"...the parts of the body that seem weaker are all the more necessary, and those parts of the body that we consider less honorable we surround with greater honor, and our less presentable parts are treated with greater propriety..."
"God constructed the body as to give greater honor to a part that is without it, so that there be no division in the body, but that the parts may have the same concern for one another. If one suffers, we all suffer..."
"Now you are Christ's body and individually parts of it."
The analogy of the body that St. Paul uses and develops in his letter to the Corinthian community it by far the easiest and most clear to follow.
We all have bodies and we all understand how our body is affected when one part is afflicted or diseased or paralyzed or even cut off. Our body seems some what unbalanced, incomplete. Its ability to perform is greatly affected by the smallest of hurt in the smallest part.
I think of athletes. How often are athletes sidelined for an injury to their toe? The "turf Toe" ailment afflicts great discomfort and limits the body's ability to perform as it should.
Think of our own life. A simply tooth ache can be debilitating. A pimple on the tip of the nose can cause excruciating pain. A cut on a finger can limit one's ability to do daily and routine activity.
The body is a well designed work of art that needs full cooperation of all its parts for performance to be what it is made to be.
Such is the life of society. We are all one body. We are all affected by each other. What one does has a pull on the other. We are not isolated nor private. Especially as Baptized Christians, together collectively we all serve to build society; only together can we function properly and beautifully.

□ □ □

• _Tasks and exercises_
1. Copy out, word for word, the portion of the reflection on St. Paul's body analogy starting at "The analogy of" and ending at "the smallest part.".
2. Extend the reflection on St. Paul's body analogy by writing what comes next after its final sentence.
The entries that come after this text are taken from a separate source.

• _Source material_

□ □ □

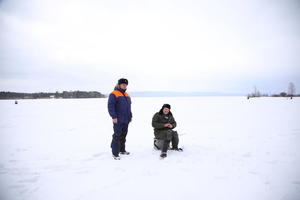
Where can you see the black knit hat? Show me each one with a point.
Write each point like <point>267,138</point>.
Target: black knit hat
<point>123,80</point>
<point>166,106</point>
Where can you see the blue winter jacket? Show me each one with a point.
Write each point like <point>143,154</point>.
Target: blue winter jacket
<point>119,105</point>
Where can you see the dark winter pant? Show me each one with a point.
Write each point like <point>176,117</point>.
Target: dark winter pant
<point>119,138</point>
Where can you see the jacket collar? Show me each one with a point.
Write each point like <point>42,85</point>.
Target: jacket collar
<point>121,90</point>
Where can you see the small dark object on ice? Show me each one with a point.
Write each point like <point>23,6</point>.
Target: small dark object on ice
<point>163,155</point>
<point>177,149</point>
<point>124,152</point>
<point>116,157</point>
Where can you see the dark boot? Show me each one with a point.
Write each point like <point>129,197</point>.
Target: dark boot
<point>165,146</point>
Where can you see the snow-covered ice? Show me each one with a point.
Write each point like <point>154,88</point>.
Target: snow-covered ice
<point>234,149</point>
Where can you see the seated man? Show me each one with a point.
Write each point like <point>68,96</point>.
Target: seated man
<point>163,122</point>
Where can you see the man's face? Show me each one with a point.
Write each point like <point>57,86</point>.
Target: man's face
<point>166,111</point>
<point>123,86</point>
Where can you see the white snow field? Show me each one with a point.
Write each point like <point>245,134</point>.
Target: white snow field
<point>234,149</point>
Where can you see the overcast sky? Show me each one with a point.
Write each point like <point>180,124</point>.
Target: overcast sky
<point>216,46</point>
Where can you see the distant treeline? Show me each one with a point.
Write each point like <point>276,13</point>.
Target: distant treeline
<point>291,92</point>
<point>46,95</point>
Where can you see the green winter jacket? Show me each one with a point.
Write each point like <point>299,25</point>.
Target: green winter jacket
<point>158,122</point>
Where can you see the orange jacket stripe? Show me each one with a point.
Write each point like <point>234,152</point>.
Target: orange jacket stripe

□ □ □

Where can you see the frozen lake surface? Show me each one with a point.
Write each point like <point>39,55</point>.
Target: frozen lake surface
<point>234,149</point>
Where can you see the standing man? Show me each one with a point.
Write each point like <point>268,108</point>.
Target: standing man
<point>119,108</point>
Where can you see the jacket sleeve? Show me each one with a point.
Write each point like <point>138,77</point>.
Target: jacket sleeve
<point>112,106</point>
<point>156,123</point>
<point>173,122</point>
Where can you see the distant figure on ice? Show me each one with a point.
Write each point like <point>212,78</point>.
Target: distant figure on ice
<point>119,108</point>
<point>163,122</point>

□ □ □

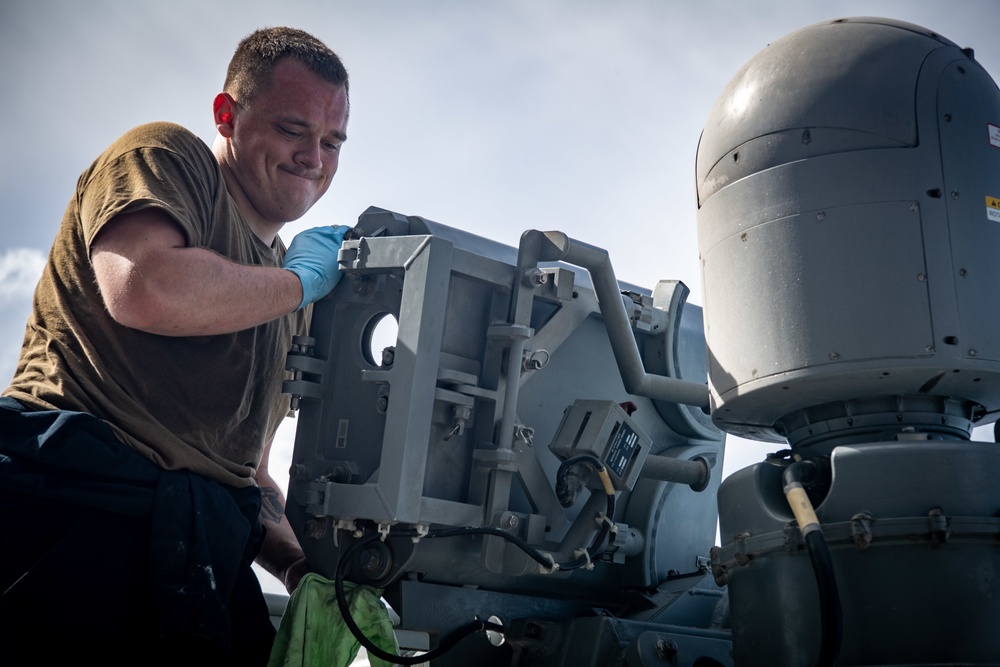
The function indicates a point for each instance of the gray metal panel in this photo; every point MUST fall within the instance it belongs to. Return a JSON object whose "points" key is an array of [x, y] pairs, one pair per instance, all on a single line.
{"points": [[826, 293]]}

□ □ □

• _Outputs in order_
1.
The analogy of the body that St. Paul uses and develops in his letter to the Corinthian community it by far the easiest and most clear to follow.
We all have bodies and we all understand how our body is affected when one part is afflicted or diseased or paralyzed or even cut off. Our body seems some what unbalanced, incomplete. Its ability to perform is greatly affected by the smallest of hurt in the smallest part.

2.
St. Paul mentions in the letter that "the parts that seem weaker are all the more necessary."
Isn't this true for our society, our life together as a human family? Isn't this true for our public reality as the body of Christ? Isn't our weaker parts in need a much more concern and attention and protection?
And yet, we fail at our duty. And yet we let them down.
This pass friday we marched on Washington, some estimated 250,000 to 300,000 men, women, and children seeking to take a stand for the weakest of our parts in the body, the unborn child in his/her mother's womb.
The weakest yet the most necessary is under attack. A new Holocaust has been ripping through our body, our society, our life. The most vulnerable has been left exposed to violence and they are in need of our help, our protection, our voice.
We are called to have "the same concern for one another."
Should not the unborn child get the same attention as the victims of the Earthquake in Haiti. Should not the 50 million that have been killed in their mother's womb be just as important as the 200,000 possibly killed in the earthquake.
Where is red cross, where is the clinton bush fund, where is the telethon raising money, where is the news media for the most vulnerable and weakest and yet most necessary part of all?
Our faith demands action for our body suffers.
When you visit the Holocaust museum in Washington D.C. and you go through the exhibit that tells the reality of what the Nazis did to exterminate the Jews and anyone else who stood in their way you discover an important part of the Nazi Germany's weapon.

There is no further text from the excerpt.